输入两个单调递增的链表,输出两个链表合成后的链表,当然我们需要合成后的链表满足单调不减规则。
(hint: 请务必使用链表。)

 

输入:

输入可能包含多个测试样例,输入以EOF结束。
对于每个测试案例,输入的第一行为两个整数n和m(0<=n<=1000, 0<=m<=1000):n代表将要输入的第一个链表的元素的个数,m代表将要输入的第二个链表的元素的个数。
下面一行包括n个数t(1<=t<=1000000):代表链表一中的元素。接下来一行包含m个元素,s(1<=t<=1000000)。

 

输出:

对应每个测试案例,
若有结果,输出相应的链表。否则,输出NULL。

 

样例输入:
5 2
1 3 5 7 9
2 4
0 0

 

样例输出:
1 2 3 4 5 7 9
NULL

 

解题思路:

  首先给定了两个有序的链表,那么可以考虑使用三个指针,p1指向链表1,p2指向链表2,p3指向合并后的链表3.那么依次扫描链表1和2,每次把小的元素放到p3的后面,p3再指向链表3的尾巴。最后要仔细考虑的问题:
  1 如果两个链表都为空
if(n1 == 0 && n2 == 0)

给定问题 1 →
根据页面摘录中的解题思路,合并两个有序链表时要用几个指针,它们各自指向哪里?
给定问题 2 →
续写页面摘录中关于合并有序链表的解题思路,从它停下的地方接着往下写。

可用数据 →
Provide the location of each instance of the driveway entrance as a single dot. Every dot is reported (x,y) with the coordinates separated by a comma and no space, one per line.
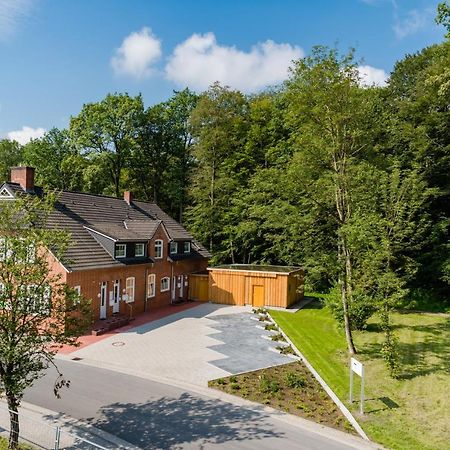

答案 1 →
使用三个指针:p1指向链表1,p2指向链表2,p3指向合并后的链表3。

答案 2 →
            printf("NULL\n");

 

  2 如果其中一个链表为空
    if(head1->next == NULL){
        res->next = head2->next;
        return ;
    }
    if(head2->next == NULL){
        res->next = head1->next;
        return ;
    }

 

  3 如果一个链表提前扫描完
        Node *p1;
    Node *p2;
    Node *p3 = res;
    while(head1->next != NULL && head2->next != NULL){
        p1 = head1->next;
        p2 = head2->next;
        if(p1->number < p2->number){
            head1->next = p1->next;
            p1->next = p3->next;
            p3->next = p1;
            p3 = p3->next;
        }else{
            head2->next = p2->next;
            p2->next = p3->next;
            p3->next = p2;
            p3 = p3->next;
        }
    }
    if(head1->next == NULL)
        p3->next = head2->next;
    if(head2->next == NULL)
        p3->next = head1->next;    

 

  解决了这三个问题,就完成了链表的排序。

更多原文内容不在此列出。